- **Exercise brief**:
Lines holding the string "stair" are the ones to copy from this listing.
::::::::::
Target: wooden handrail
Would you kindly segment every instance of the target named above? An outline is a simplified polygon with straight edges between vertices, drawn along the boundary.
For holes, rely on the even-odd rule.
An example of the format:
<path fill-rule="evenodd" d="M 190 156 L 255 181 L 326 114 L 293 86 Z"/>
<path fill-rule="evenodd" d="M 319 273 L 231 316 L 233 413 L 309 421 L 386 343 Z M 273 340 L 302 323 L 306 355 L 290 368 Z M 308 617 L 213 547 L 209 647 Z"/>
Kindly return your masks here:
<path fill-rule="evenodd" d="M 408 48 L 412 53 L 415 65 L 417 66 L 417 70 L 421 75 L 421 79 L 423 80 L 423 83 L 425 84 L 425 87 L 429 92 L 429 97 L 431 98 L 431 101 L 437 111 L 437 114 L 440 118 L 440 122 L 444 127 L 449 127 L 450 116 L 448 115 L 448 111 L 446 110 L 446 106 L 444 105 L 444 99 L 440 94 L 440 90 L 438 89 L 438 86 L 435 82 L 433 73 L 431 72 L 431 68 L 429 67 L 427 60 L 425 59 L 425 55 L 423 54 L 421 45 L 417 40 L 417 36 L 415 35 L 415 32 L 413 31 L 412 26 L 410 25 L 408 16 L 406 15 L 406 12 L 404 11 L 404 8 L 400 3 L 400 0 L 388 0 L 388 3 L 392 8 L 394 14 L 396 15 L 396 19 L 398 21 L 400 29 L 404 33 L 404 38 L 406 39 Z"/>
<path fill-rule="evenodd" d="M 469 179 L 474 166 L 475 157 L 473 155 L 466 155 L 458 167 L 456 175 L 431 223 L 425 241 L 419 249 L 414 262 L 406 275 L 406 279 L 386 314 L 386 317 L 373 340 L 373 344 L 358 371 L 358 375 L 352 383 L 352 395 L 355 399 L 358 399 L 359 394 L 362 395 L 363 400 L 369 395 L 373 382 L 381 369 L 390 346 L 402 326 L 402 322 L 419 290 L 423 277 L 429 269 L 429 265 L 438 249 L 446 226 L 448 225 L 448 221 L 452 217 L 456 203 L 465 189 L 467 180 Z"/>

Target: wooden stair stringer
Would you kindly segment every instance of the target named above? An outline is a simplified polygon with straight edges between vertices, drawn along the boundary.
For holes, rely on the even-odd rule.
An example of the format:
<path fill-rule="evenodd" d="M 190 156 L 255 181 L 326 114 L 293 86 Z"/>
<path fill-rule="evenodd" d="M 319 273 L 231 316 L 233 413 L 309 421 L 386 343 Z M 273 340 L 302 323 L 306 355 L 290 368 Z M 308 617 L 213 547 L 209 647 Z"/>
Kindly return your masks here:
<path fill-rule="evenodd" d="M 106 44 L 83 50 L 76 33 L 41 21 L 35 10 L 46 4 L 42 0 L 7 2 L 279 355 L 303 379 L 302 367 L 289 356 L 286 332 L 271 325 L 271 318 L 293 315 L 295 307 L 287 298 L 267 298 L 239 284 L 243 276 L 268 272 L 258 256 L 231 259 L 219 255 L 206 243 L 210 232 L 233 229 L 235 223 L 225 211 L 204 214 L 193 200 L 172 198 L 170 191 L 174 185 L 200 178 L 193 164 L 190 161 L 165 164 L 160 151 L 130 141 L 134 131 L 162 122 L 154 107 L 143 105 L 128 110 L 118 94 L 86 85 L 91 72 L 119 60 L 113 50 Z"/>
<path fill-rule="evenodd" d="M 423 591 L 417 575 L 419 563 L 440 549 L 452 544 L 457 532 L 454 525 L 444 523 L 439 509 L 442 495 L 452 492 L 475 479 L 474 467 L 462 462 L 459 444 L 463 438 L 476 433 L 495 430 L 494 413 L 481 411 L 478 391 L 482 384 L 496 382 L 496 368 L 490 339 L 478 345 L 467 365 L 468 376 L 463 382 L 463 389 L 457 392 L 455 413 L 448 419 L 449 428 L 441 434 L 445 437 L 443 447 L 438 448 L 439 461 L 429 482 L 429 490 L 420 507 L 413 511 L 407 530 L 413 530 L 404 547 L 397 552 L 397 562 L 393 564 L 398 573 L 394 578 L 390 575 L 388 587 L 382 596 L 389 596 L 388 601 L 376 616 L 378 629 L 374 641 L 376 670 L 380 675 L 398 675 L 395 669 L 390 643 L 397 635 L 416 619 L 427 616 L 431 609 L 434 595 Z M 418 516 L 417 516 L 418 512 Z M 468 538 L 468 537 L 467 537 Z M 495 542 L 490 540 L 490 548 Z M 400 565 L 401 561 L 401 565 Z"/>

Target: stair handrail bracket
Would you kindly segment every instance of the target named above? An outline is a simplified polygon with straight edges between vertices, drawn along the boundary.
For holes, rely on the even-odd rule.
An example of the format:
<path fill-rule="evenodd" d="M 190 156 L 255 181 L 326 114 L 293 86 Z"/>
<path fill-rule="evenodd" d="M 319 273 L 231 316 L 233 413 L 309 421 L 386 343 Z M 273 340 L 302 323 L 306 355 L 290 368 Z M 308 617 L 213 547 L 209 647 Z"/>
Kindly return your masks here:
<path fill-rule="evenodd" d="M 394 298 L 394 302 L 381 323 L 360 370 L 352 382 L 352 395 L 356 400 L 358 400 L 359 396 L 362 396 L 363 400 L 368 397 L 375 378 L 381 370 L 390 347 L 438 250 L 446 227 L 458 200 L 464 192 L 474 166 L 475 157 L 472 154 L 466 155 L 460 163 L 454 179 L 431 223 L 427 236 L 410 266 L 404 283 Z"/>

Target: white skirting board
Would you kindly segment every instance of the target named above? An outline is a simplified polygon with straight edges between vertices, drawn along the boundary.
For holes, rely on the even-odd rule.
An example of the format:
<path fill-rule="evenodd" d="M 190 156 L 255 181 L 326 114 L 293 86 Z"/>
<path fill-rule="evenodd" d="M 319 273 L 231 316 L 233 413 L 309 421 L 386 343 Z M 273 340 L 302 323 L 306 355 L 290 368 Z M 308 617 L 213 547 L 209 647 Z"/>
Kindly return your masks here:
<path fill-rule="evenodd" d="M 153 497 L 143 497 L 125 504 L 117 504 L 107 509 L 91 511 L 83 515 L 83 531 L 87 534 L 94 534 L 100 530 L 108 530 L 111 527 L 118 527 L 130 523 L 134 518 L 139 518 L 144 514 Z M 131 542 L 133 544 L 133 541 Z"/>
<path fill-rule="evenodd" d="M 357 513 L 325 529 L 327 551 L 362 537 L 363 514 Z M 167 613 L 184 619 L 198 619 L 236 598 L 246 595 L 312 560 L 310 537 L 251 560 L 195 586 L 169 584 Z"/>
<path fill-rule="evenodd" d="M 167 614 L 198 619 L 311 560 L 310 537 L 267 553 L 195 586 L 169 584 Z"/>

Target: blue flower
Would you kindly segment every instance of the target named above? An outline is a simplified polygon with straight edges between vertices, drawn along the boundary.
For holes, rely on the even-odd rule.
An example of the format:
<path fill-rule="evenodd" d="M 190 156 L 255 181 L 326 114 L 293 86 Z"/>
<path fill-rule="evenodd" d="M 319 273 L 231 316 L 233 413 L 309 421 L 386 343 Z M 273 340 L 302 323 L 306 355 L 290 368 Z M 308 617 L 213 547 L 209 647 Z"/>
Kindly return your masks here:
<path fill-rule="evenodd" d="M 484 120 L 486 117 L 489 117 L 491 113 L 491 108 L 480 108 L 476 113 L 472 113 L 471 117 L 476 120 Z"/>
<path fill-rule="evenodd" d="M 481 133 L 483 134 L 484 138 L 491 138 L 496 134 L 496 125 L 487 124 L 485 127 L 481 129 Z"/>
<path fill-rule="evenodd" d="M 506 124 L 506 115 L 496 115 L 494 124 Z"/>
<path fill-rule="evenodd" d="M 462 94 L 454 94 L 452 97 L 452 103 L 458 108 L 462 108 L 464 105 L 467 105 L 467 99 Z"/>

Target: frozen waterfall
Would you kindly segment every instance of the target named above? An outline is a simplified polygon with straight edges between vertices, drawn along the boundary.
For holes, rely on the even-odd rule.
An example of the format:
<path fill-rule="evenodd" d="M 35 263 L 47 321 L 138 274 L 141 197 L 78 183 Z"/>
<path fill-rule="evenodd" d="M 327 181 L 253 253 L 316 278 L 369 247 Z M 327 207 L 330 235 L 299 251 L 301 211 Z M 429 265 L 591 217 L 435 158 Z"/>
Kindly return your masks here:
::::::::::
- **Written response**:
Target: wooden stair stringer
Target: stair handrail bracket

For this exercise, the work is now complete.